** Start of QUOTED TEXT **

Now we apply Rouché’s theorem. Then (2) tells us that $$x^d - l^{d-2} x +l$$ has precisely one root $$\alpha _d$$ inside the unit circle, and (3) tells us that all roots $$\alpha _1,\ldots ,\alpha _d$$ of $$x^d - l^{d-2} x +l$$ have absolute value $$<\vert l \vert$$.

Before we proceed with calculating the orbit size of one of these roots, we need to show that $$x^d - l^{d-2} x +l$$ is irreducible. This is obviously the case if $$\vert l\vert$$ is a prime number. So in particular, we can assume that $$\vert l \vert \ge 4$$. Using this assumption and $$d\ge 4$$, the same calculation as in (2) proves that there is precisely one root of $$x^d - l^{d-2} x +l$$ of absolute value $$\le \sqrt{\vert l \vert }$$ (necessarily $$\alpha _d$$).

It follows that no product of two or more of the elements $$\alpha _1,\ldots ,\alpha _{d-1}$$ can be a divisor of l. Hence, the only possibility for $$x^d - l^{d-2} x +l$$ to be reducible is, if it has a root $$a\in {\mathbb {Z}}$$. This a must be a divisor of $$\vert l\vert$$ and it must satisfy $$a^d = l^{d-2}a-l$$. Hence, $$a^{d-1} \mid l$$ which implies $$\vert a \vert ^{d-1} \le \vert l\vert$$. This is not possible, as we have just seen that $$\vert a\vert \ge \sqrt{\vert l\vert }$$. It follows that $$x^d - l^{d-2} x +l$$ is indeed irreducible, and $$\alpha _1$$ is an algebraic integer of degree d, and norm l.

We then have:

• $$M^{(1)}(\alpha _1) = \alpha _1\cdots \alpha _{d-1} =l/\vert \alpha _d \vert \notin {\mathbb {Z}}$$, and

• $$M^{(2)}(\alpha _1)=M(\pm \frac{l}{\alpha _d})=\pm \prod _{i=1}^d \frac{l}{\alpha _i} \in {\mathbb {Z}}$$.

Hence $$\alpha _1$$ has orbit size 3.

### Proposition 1

Let $$d \ge 3$$ be an integer and let $$\alpha _1,\ldots ,\alpha _d$$ be a full set of Galois conjugates of an algebraic integer $$\alpha$$. Assume the following conditions:

1. (i)

$$\vert \alpha _1 \vert> \vert \alpha _2 \vert \ge \cdots \ge \vert \alpha _{d-1} \vert> 1 > \vert \alpha _d \vert$$, and

2. (ii)

$$\vert \alpha _i \vert \le \vert N(\alpha ) \vert$$ for all $$i\in \{2,\ldots ,d\}$$.

** End of QUOTED TEXT **
** Start of DATASET RECORDS **

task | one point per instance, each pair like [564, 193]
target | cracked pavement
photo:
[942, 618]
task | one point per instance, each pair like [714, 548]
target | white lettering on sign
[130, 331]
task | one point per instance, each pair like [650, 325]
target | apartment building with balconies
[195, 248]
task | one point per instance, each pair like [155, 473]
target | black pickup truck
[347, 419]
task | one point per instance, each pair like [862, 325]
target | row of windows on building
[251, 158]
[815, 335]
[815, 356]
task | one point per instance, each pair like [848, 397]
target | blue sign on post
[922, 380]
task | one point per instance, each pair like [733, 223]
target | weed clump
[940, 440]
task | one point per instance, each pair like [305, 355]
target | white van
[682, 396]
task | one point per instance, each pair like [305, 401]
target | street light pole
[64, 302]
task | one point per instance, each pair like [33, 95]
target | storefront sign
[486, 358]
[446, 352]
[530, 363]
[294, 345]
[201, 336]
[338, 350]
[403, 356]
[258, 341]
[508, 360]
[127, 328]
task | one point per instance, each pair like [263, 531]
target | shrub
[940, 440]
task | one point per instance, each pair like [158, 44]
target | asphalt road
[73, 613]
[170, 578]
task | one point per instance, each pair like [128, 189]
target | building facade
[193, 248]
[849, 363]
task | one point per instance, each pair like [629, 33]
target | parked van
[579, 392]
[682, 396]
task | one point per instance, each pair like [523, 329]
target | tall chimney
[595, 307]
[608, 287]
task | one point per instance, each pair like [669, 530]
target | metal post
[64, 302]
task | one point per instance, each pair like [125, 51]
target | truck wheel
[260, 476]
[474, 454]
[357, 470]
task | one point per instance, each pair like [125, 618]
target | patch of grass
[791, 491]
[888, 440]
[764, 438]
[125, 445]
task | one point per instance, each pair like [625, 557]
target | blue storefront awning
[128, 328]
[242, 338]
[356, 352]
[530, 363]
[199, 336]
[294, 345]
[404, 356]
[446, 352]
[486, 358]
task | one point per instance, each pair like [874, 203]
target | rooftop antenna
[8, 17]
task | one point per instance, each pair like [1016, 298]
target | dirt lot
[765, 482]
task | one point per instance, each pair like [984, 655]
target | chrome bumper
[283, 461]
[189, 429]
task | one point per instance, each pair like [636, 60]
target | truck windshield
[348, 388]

** End of DATASET RECORDS **

• _EXERCISE A_: Decide whether each statement agrees with the excerpt on polynomial roots, giving yes or no and quoting the words that decide it: (i) The excerpt says irreducibility must be shown before the orbit size of a root is calculated. (ii) The excerpt concludes that the orbit size is 2. (iii) Proposition 1 concerns the Galois conjugates of an algebraic integer.
• _EXERCISE B_: Write out the part of the excerpt on polynomial roots between "Now we apply" and "value $$<\vert l \vert$$.", inclusive.

• _EXERCISE SOLUTION A_:
(i) Yes: "Before we proceed with calculating the orbit size of one of these roots, we need to show that"
(ii) No: "has orbit size 3"
(iii) Yes: "a full set of Galois conjugates of an algebraic integer"

• _EXERCISE SOLUTION B_:
Now we apply Rouché’s theorem. Then (2) tells us that $$x^d - l^{d-2} x +l$$ has precisely one root $$\alpha _d$$ inside the unit circle, and (3) tells us that all roots $$\alpha _1,\ldots ,\alpha _d$$ of $$x^d - l^{d-2} x +l$$ have absolute value $$<\vert l \vert$$.